*Aim of the task:*
Transcribe every entry below word for word, but skip the pictures.

━━━ Records to use ━━━

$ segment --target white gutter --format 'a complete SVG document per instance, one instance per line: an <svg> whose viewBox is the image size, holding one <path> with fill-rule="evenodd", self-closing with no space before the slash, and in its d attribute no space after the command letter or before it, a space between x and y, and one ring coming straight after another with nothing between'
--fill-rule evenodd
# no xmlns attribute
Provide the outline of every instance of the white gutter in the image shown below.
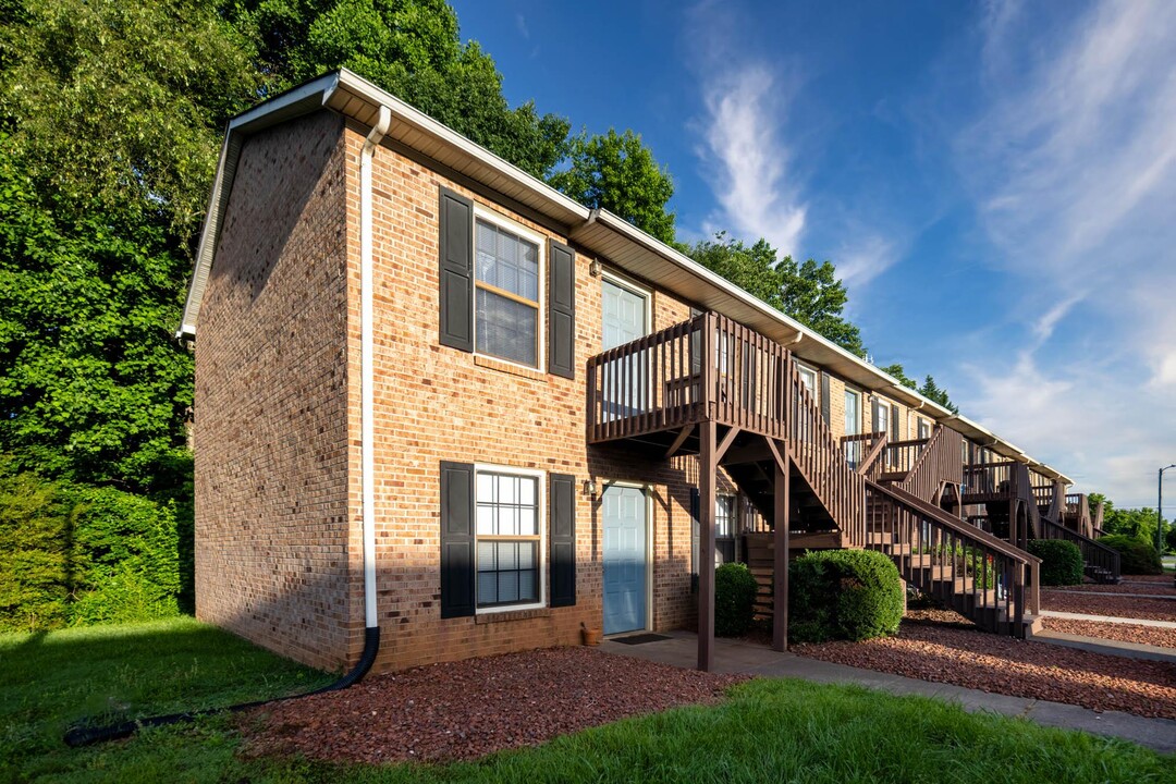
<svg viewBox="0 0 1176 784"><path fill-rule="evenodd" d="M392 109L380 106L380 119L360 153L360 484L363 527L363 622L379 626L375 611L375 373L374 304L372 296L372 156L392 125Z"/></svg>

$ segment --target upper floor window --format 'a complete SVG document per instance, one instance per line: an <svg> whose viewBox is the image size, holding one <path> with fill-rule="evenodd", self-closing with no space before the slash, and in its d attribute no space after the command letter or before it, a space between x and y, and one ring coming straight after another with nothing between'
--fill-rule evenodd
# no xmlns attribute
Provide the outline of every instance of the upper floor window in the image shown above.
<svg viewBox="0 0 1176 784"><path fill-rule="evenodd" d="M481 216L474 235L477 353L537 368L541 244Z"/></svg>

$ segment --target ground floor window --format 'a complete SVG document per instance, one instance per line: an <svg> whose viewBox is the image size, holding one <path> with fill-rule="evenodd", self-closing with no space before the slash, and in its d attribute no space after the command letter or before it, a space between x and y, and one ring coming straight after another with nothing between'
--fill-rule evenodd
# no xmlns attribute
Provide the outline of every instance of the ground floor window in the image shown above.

━━━

*Task result:*
$ segment --target white gutter --format 'a complete SVG document per instance, one instance per line: an <svg> whose viewBox is the image size, holding one <path> with fill-rule="evenodd", self-closing with no space before the slash, and in its d attribute no space after the command letter or before it, a space between x and y, and one ring coming straight after another with nothing between'
--fill-rule evenodd
# no xmlns attribute
Provide the outline of every instance of the white gutter in the image shown below.
<svg viewBox="0 0 1176 784"><path fill-rule="evenodd" d="M392 109L380 106L380 119L360 153L360 484L363 527L363 622L379 626L375 611L375 373L374 304L372 296L372 156L392 125Z"/></svg>

$ segment --target upper floor window --format 'a complete SVG document per instance, one instance per line: an <svg> whose viewBox is the image size, holding one <path> with fill-rule="evenodd", self-closing with no space before the slash, and in its d attribute no space after the command letter or before it, a space between x and y, and one ring coming straight after another with nothing between'
--fill-rule evenodd
# no xmlns attribute
Provide the outline of every instance of the upper floor window in the image shown above.
<svg viewBox="0 0 1176 784"><path fill-rule="evenodd" d="M481 216L474 235L477 353L537 368L541 244Z"/></svg>

$ segment --target ground floor window --format 'a complete SVG document per instance, one instance per line: an <svg> whose viewBox is the image size, holding one <path> with fill-rule="evenodd", self-closing with no space before the slash, and in its d attribute no space after the command letter or before it, a space between x and y, and one ring coming straight after another with nothing between'
--fill-rule evenodd
# no xmlns attribute
Provide the outline of every instance of the ground floor window in the image shown above.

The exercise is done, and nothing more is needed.